TASK PROMPT ▸ Find each line in the data below that contains the word "sheep" and copy it.

MATERIAL ▸
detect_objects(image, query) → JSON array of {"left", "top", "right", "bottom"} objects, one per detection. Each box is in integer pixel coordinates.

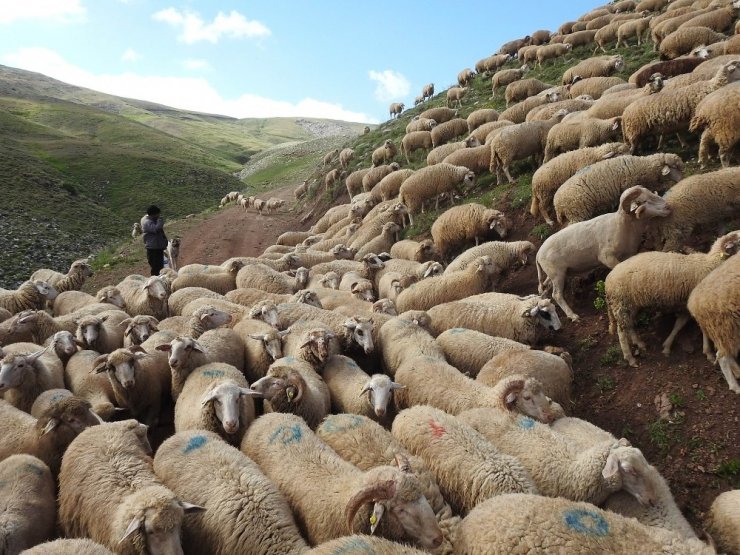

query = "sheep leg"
[
  {"left": 717, "top": 353, "right": 740, "bottom": 393},
  {"left": 663, "top": 312, "right": 689, "bottom": 356}
]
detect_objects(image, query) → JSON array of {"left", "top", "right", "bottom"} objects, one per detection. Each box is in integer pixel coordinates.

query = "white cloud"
[
  {"left": 0, "top": 48, "right": 378, "bottom": 123},
  {"left": 0, "top": 0, "right": 86, "bottom": 24},
  {"left": 182, "top": 58, "right": 211, "bottom": 71},
  {"left": 121, "top": 48, "right": 141, "bottom": 62},
  {"left": 152, "top": 8, "right": 270, "bottom": 44},
  {"left": 367, "top": 69, "right": 411, "bottom": 102}
]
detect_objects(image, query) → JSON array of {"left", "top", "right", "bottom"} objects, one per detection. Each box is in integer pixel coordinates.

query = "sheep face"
[
  {"left": 201, "top": 380, "right": 251, "bottom": 434},
  {"left": 360, "top": 374, "right": 406, "bottom": 418}
]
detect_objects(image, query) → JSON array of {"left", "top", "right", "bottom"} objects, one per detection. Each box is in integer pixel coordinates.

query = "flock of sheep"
[{"left": 0, "top": 0, "right": 740, "bottom": 555}]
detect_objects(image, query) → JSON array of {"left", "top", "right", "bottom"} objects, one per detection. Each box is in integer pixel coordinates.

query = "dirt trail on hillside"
[{"left": 180, "top": 185, "right": 302, "bottom": 266}]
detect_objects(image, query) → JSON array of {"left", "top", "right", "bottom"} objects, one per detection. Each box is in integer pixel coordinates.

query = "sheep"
[
  {"left": 657, "top": 167, "right": 740, "bottom": 250},
  {"left": 543, "top": 116, "right": 622, "bottom": 162},
  {"left": 419, "top": 106, "right": 458, "bottom": 125},
  {"left": 536, "top": 186, "right": 671, "bottom": 321},
  {"left": 447, "top": 87, "right": 469, "bottom": 108},
  {"left": 398, "top": 162, "right": 475, "bottom": 225},
  {"left": 537, "top": 42, "right": 576, "bottom": 67},
  {"left": 605, "top": 228, "right": 740, "bottom": 367},
  {"left": 458, "top": 408, "right": 656, "bottom": 505},
  {"left": 92, "top": 345, "right": 162, "bottom": 425},
  {"left": 392, "top": 406, "right": 537, "bottom": 515},
  {"left": 687, "top": 255, "right": 740, "bottom": 393},
  {"left": 553, "top": 153, "right": 683, "bottom": 225},
  {"left": 59, "top": 420, "right": 203, "bottom": 555},
  {"left": 116, "top": 274, "right": 169, "bottom": 320},
  {"left": 153, "top": 430, "right": 308, "bottom": 555},
  {"left": 0, "top": 280, "right": 57, "bottom": 314},
  {"left": 490, "top": 110, "right": 567, "bottom": 185},
  {"left": 242, "top": 414, "right": 443, "bottom": 548},
  {"left": 324, "top": 355, "right": 403, "bottom": 422},
  {"left": 706, "top": 490, "right": 740, "bottom": 553},
  {"left": 0, "top": 455, "right": 56, "bottom": 555},
  {"left": 435, "top": 328, "right": 529, "bottom": 378},
  {"left": 401, "top": 132, "right": 436, "bottom": 164},
  {"left": 29, "top": 258, "right": 92, "bottom": 293},
  {"left": 658, "top": 27, "right": 725, "bottom": 60},
  {"left": 499, "top": 77, "right": 552, "bottom": 105},
  {"left": 0, "top": 343, "right": 64, "bottom": 412},
  {"left": 455, "top": 493, "right": 715, "bottom": 555},
  {"left": 689, "top": 83, "right": 740, "bottom": 169},
  {"left": 388, "top": 102, "right": 406, "bottom": 119},
  {"left": 429, "top": 293, "right": 560, "bottom": 345}
]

IN RESPONSE ▸
query = "sheep leg"
query = "sheep face"
query = "flock of sheep"
query = "sheep"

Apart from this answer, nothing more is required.